TASK STATEMENT:
Nothing should be left out. Give all the data again exactly as written.

DATA EXTRACT:
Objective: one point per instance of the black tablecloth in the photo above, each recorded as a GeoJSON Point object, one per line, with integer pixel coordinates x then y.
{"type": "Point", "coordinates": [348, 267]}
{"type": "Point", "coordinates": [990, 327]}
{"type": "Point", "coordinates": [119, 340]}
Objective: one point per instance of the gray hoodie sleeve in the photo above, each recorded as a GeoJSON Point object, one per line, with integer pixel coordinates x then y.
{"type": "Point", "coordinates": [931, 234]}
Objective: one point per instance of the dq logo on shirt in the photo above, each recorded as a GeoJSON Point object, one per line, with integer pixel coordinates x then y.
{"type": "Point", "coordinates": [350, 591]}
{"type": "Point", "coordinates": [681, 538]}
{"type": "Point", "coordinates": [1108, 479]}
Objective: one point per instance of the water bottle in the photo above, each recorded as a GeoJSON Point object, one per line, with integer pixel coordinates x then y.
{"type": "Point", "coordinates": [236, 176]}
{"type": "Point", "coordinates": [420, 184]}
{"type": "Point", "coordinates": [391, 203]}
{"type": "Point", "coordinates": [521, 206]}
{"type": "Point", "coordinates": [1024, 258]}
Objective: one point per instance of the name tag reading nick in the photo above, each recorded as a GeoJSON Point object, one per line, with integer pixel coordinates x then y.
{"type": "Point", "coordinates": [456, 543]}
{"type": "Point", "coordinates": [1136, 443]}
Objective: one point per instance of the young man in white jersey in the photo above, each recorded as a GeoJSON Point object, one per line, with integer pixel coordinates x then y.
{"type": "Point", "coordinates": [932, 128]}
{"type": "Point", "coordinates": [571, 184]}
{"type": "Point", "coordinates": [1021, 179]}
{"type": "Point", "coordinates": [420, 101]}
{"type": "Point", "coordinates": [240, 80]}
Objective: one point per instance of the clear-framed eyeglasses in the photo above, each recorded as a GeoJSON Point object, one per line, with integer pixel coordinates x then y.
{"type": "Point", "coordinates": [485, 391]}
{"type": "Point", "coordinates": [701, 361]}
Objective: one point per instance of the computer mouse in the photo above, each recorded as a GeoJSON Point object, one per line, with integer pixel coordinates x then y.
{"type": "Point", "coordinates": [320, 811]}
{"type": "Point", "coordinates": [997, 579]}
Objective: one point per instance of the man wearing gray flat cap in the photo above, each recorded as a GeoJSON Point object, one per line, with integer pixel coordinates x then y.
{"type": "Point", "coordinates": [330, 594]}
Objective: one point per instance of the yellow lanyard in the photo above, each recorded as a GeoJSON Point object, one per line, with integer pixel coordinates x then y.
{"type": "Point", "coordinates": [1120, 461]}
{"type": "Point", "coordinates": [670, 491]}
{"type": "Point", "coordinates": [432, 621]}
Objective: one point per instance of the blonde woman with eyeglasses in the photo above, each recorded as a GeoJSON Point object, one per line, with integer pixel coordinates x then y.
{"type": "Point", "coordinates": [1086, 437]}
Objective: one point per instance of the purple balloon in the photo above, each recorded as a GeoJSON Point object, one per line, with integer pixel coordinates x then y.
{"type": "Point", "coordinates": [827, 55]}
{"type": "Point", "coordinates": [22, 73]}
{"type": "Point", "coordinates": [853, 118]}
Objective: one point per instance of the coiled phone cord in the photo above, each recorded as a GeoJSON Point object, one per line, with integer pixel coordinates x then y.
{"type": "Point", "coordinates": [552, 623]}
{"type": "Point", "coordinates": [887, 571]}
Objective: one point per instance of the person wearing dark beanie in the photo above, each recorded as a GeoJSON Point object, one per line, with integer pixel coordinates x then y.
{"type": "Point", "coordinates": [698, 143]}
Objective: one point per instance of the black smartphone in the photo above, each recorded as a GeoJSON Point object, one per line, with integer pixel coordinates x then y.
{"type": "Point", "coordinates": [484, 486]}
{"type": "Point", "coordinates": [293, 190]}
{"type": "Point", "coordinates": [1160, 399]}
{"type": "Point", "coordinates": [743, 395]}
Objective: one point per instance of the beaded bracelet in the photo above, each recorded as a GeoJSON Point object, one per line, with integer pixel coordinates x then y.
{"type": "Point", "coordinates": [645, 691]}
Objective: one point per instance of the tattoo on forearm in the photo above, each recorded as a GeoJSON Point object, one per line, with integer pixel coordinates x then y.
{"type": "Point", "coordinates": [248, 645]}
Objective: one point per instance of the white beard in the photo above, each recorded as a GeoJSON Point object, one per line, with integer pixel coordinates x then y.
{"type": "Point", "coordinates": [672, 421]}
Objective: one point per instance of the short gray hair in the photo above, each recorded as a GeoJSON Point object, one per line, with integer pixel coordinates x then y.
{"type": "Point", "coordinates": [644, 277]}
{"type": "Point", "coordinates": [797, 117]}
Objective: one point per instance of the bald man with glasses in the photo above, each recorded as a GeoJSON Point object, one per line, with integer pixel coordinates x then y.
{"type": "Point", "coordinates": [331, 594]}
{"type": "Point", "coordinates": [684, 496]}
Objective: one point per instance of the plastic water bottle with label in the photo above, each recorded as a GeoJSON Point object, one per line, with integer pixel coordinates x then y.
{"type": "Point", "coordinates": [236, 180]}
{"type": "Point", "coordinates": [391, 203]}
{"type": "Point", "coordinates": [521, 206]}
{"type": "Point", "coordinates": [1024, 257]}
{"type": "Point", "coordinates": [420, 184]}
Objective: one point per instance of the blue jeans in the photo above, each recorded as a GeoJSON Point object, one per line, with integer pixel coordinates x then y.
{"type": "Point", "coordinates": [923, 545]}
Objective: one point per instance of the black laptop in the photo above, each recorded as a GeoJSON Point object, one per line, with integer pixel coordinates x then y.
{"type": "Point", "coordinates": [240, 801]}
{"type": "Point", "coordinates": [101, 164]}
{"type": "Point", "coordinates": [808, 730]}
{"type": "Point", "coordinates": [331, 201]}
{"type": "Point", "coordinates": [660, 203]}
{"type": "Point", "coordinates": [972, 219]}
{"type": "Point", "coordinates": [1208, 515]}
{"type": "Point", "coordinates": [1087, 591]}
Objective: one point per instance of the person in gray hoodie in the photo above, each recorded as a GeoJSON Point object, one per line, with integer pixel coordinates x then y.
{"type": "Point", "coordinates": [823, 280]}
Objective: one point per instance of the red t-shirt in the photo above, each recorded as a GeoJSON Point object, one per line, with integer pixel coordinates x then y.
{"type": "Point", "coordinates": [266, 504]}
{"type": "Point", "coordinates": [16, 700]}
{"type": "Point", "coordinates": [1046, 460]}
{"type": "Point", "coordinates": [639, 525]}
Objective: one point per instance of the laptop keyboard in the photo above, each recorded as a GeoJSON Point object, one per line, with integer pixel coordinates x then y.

WRITTEN RESPONSE:
Objective: one point per instance of the black tablecloth in the photo above, each recorded as a GeoJSON Point object, one per line, with integer pixel coordinates x then y.
{"type": "Point", "coordinates": [348, 267]}
{"type": "Point", "coordinates": [990, 327]}
{"type": "Point", "coordinates": [119, 340]}
Objective: one point per instance of the gray hoodie sleeve in the photo above, each recorded as a GeoJSON Point object, one per line, with integer pixel coordinates x then y.
{"type": "Point", "coordinates": [931, 234]}
Objective: one point per instance of the dq logo on shirt in the photo above, each recorded as a GeoJSON Point object, one per line, with integer pixel coordinates x then y.
{"type": "Point", "coordinates": [350, 591]}
{"type": "Point", "coordinates": [681, 538]}
{"type": "Point", "coordinates": [1108, 479]}
Objective: one point per instance of the water bottle in the photo above, each recorded as a GeoJSON Point object, one per line, with integer pixel coordinates x then y.
{"type": "Point", "coordinates": [236, 176]}
{"type": "Point", "coordinates": [420, 184]}
{"type": "Point", "coordinates": [391, 203]}
{"type": "Point", "coordinates": [521, 206]}
{"type": "Point", "coordinates": [1024, 258]}
Objective: one point per instance of the name tag reading nick in the photo above, each recorded as a GeoJSON Point object, one per line, with integer pixel coordinates x then y.
{"type": "Point", "coordinates": [456, 543]}
{"type": "Point", "coordinates": [1136, 443]}
Objective: one point per instance of the young man in white jersey in the photo above, each recorded as a GeoJSON Point object, one per line, with integer pixel coordinates x then y.
{"type": "Point", "coordinates": [932, 128]}
{"type": "Point", "coordinates": [571, 184]}
{"type": "Point", "coordinates": [1021, 179]}
{"type": "Point", "coordinates": [420, 101]}
{"type": "Point", "coordinates": [240, 80]}
Objective: one point per instance of the clear-framed eyeglasses in the photo above, each recorded as a GeoJSON Point object, one per line, with integer pixel coordinates x then y.
{"type": "Point", "coordinates": [485, 391]}
{"type": "Point", "coordinates": [701, 361]}
Objective: one point per instance of the computer mouse in the photo above, each recorded as a GeoJSON Point object, one per line, with integer pixel coordinates x then y.
{"type": "Point", "coordinates": [320, 811]}
{"type": "Point", "coordinates": [997, 579]}
Objective: one point per instance of the man wearing gray flat cap in the photo above, each recorded as a GeoJSON Point object, one per line, with integer pixel coordinates x then y.
{"type": "Point", "coordinates": [330, 594]}
Objective: one point per instance of the yellow lanyard in the photo above, each recorded as a GeoJSON Point object, one per line, with integer pixel coordinates x then y.
{"type": "Point", "coordinates": [1120, 461]}
{"type": "Point", "coordinates": [670, 491]}
{"type": "Point", "coordinates": [432, 621]}
Objective: one point per instance of the blonde woman with eyeglasses in the photo above, each recorded as a GeoJSON Point object, one per line, with integer pixel coordinates x then y.
{"type": "Point", "coordinates": [1086, 437]}
Objective: one point per instance of the purple balloon in the photo above, each recorded as a GeoJSON Point object, one per line, with integer pixel coordinates x then y.
{"type": "Point", "coordinates": [827, 55]}
{"type": "Point", "coordinates": [22, 73]}
{"type": "Point", "coordinates": [853, 118]}
Objective: one point per instance of the coiled phone cord in the photo above, each recorded as a GeoJSON Point object, one per line, with integer pixel coordinates x then y.
{"type": "Point", "coordinates": [552, 623]}
{"type": "Point", "coordinates": [887, 571]}
Objective: one point per instance of the person wearing dark beanie in the photo above, each recorded as a GeoJSON Point object, one per line, with integer pixel coordinates x then y.
{"type": "Point", "coordinates": [698, 143]}
Objective: one point per instance of the black smartphone in the photo above, each recorded as a GeoJSON Point object, one per line, with integer pixel coordinates x then y.
{"type": "Point", "coordinates": [484, 486]}
{"type": "Point", "coordinates": [293, 190]}
{"type": "Point", "coordinates": [1160, 399]}
{"type": "Point", "coordinates": [743, 395]}
Objective: one point per instance of the beaded bracelet in the photo above, each recorded as a GeoJSON Point object, one per line, with integer pixel coordinates x then y.
{"type": "Point", "coordinates": [645, 691]}
Objective: one point per instance of the tattoo on forearm in the photo above, each recorded as a GeoJSON Point object, one per line, with integer pixel coordinates x then y.
{"type": "Point", "coordinates": [248, 645]}
Objective: one point per instance of the white beard in the photo above, each recorded as a GeoJSON Point object, one per line, with integer pixel coordinates x then y.
{"type": "Point", "coordinates": [672, 421]}
Objective: one point per instance of the short gray hair in the photo above, each recorded as a GeoJSON Point object, one per line, with integer pixel coordinates x then y.
{"type": "Point", "coordinates": [644, 277]}
{"type": "Point", "coordinates": [797, 117]}
Objective: one point per instance of the bald man with glasses in the photo above, each recorded as a GeoJSON Point object, one per line, with integer pixel coordinates x then y.
{"type": "Point", "coordinates": [331, 594]}
{"type": "Point", "coordinates": [684, 496]}
Objective: one point per instance of the plastic water bottle with label in the photo above, each recorded as a GeoJSON Point object, one per line, with integer pixel coordinates x then y.
{"type": "Point", "coordinates": [236, 180]}
{"type": "Point", "coordinates": [391, 203]}
{"type": "Point", "coordinates": [521, 206]}
{"type": "Point", "coordinates": [1024, 257]}
{"type": "Point", "coordinates": [420, 184]}
Objective: one point per instance of the blue jeans in the photo above, each recorded as a GeoJSON Point object, one per line, with integer pixel coordinates x then y.
{"type": "Point", "coordinates": [923, 545]}
Objective: one point per instance of the black laptop in the photo above, each recorded as a GeoJSON Point object, one per line, with integer pixel coordinates x then y.
{"type": "Point", "coordinates": [240, 801]}
{"type": "Point", "coordinates": [101, 164]}
{"type": "Point", "coordinates": [808, 730]}
{"type": "Point", "coordinates": [331, 201]}
{"type": "Point", "coordinates": [660, 203]}
{"type": "Point", "coordinates": [972, 219]}
{"type": "Point", "coordinates": [1208, 515]}
{"type": "Point", "coordinates": [1087, 591]}
Objective: one point per instance of the person in gray hoodie in the photo above, each recorded as a GeoJSON Point object, one per line, with integer pixel coordinates x then y.
{"type": "Point", "coordinates": [823, 280]}
Objective: one point per instance of the red t-shirt in the photo above, each recorded as a GeoJSON Point object, one per line, with integer pixel coordinates x then y.
{"type": "Point", "coordinates": [266, 504]}
{"type": "Point", "coordinates": [16, 700]}
{"type": "Point", "coordinates": [1046, 460]}
{"type": "Point", "coordinates": [639, 525]}
Objective: one point per instance of the laptop keyboard in the photo above, each recorded as a GeoJSON Point object, one per line, with integer pixel coordinates x then y.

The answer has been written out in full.